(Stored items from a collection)
▬▬▬

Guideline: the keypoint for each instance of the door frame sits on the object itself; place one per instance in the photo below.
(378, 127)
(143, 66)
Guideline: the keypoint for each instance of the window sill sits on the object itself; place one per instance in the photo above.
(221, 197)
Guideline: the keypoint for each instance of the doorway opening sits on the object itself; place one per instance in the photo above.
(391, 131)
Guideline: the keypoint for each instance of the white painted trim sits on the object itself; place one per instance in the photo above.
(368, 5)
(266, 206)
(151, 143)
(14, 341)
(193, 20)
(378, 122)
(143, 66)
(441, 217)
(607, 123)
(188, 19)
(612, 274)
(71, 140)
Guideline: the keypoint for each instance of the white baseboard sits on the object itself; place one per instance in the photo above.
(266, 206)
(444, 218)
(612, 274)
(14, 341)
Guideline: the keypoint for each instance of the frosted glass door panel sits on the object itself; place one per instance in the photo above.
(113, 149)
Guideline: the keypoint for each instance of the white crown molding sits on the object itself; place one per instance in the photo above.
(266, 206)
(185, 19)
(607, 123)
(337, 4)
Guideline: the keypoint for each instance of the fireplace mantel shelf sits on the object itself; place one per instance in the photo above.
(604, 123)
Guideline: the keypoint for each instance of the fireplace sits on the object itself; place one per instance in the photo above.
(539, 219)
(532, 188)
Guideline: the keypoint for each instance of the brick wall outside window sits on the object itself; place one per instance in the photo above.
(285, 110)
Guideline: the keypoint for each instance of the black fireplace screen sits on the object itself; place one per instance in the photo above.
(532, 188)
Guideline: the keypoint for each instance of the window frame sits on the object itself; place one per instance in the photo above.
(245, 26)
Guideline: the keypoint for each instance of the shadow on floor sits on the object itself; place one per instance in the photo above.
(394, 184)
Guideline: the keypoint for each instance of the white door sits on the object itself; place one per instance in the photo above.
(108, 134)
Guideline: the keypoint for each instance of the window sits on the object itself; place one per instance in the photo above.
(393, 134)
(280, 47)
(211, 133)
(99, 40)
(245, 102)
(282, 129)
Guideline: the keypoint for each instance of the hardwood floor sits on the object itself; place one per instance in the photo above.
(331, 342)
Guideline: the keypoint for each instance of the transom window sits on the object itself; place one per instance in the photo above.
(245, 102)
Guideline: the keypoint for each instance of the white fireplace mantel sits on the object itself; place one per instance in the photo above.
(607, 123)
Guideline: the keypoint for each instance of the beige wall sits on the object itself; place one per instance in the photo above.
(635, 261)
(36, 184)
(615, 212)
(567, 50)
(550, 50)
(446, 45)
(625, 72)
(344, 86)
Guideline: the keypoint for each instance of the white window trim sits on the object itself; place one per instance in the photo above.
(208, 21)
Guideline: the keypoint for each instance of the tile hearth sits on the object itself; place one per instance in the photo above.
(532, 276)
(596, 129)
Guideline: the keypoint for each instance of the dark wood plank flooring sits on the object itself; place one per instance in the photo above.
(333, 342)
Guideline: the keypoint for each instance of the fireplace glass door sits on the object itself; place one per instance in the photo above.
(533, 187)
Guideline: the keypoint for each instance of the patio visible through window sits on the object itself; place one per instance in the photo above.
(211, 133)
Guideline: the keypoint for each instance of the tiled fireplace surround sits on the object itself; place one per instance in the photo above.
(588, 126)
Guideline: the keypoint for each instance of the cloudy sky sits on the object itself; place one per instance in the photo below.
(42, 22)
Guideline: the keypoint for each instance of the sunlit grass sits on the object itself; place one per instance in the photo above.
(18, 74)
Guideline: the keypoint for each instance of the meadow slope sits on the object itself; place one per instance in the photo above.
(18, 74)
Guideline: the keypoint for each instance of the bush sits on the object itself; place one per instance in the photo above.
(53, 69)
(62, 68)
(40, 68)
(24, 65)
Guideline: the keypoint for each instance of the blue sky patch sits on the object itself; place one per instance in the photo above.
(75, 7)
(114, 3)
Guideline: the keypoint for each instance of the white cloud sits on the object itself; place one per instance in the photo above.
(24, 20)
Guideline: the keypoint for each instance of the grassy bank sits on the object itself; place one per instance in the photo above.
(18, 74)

▬▬▬

* **What you should do**: An exact copy of every entry above is the expected answer.

* **Worked solution**:
Guideline: the keypoint for each instance of the door frame sits on the object itself; place one per instance in the photo below.
(378, 127)
(143, 66)
Guideline: the keypoint for each instance of the window sill sits on the object itself; place one per instance in the photo above.
(221, 197)
Guideline: the keypoint for each instance of the doorway opening sits on the object itself; place one per instance in the photo above.
(391, 131)
Guideline: the keypoint for each instance of the white painted trim sits on the object itself; place one per instance in the photo above.
(368, 5)
(266, 206)
(151, 143)
(14, 341)
(193, 20)
(378, 122)
(143, 66)
(441, 217)
(607, 123)
(188, 19)
(612, 274)
(71, 140)
Guideline: the keypoint for each instance of the white baseboard sits on the object itself; place one per instance in the photo above.
(266, 206)
(444, 218)
(612, 274)
(14, 341)
Guideline: the keypoint for each instance of the frosted glass door panel sits on the object itself; place one per instance in the photo above.
(113, 149)
Guideline: the keypoint for each instance of the white crown molding sits on the object itself; place one per instance in the photo above.
(266, 206)
(185, 19)
(607, 123)
(337, 4)
Guideline: the keypoint for each instance of the fireplace mantel shelf sits on the object itself; place one per instance in the photo above.
(604, 123)
Guideline: the keypoint for each instance of the fireplace sits on the object itself; place one per instance in the photo above.
(539, 219)
(532, 188)
Guideline: the keypoint for each instance of the brick wall outside window sits on the object itself; place one per instance in the photo above.
(285, 110)
Guideline: the keypoint for each instance of the black fireplace screen sits on the object itself; place one per instance in the photo above.
(532, 188)
Guideline: the keypoint for each instance of the window frame sits on the object itself; place one per instance in the photo above.
(245, 26)
Guideline: the keypoint for each instance of the shadow on floor sits on the object itself; place one per instance in the photo above.
(394, 184)
Guideline: the keypoint for each instance of the white door sits on the object itself; place one per instance in the photo above.
(108, 134)
Guideline: the keypoint for each instance of the window sits on the object itself; place one per instance in the photo above.
(393, 134)
(280, 47)
(211, 133)
(99, 40)
(245, 102)
(282, 129)
Guideline: the keypoint for each instance of the hardwood floor sits on the object itself; place one per instance in the photo above.
(331, 342)
Guideline: the keypoint for each instance of the transom window sits on the object itself; place one per instance in the photo above.
(245, 102)
Guideline: the keypoint for each instance of the white fireplace mantel sits on the object itself; place one per instance in the photo above.
(607, 123)
Guideline: the keypoint for each instance of the beige wall sits on the object itself; place one per instance in the photo above.
(635, 261)
(36, 184)
(615, 212)
(567, 50)
(550, 50)
(446, 45)
(625, 72)
(344, 86)
Guideline: the keypoint for each instance of the white window trim sits on the object itself; place one per instance in the photo above.
(208, 21)
Guideline: the keypoint for each instance of the tile hearth sits on the object itself; place one per instance in the photo above.
(532, 276)
(596, 129)
Guideline: the keypoint for each instance of the dark wood plank flooring sits on the object itself; place one per instance in the photo above.
(333, 342)
Guideline: the keypoint for each instance of the fireplace glass door sits on the object itself; place one per instance in the photo above.
(533, 187)
Guideline: the keypoint for each instance of the patio visible through window sits on the object itself; place one per instance in the photo above.
(211, 133)
Guideline: the keypoint for each instance of the tiled fireplace surround sits on the object itself; place one per instance in the photo above.
(588, 126)
Guideline: the keypoint for each instance of the cloudy sky sits on the object itself; place one per instance in the photo below.
(42, 22)
Guideline: the keypoint for each instance of the sunlit grass sits on the object itself; place one per instance in the photo above.
(18, 74)
Guideline: the keypoint for each instance of the meadow slope sits on the object itself; place one per instance in the photo above.
(18, 74)
Guideline: the keypoint for each instance of the bush sits on the object itself; place one per instance in the photo above.
(53, 69)
(62, 68)
(40, 68)
(24, 65)
Guideline: the keypoint for each instance of the blue sky patch sits on the object itself; place one per instance in the photo above.
(75, 7)
(114, 3)
Guideline: the keypoint for each instance of the white cloud sits on the object itself; place one per instance in the photo above.
(24, 20)
Guideline: the keypoint for each instance of the grassy bank sits on the object itself; place one per instance in the photo above.
(18, 74)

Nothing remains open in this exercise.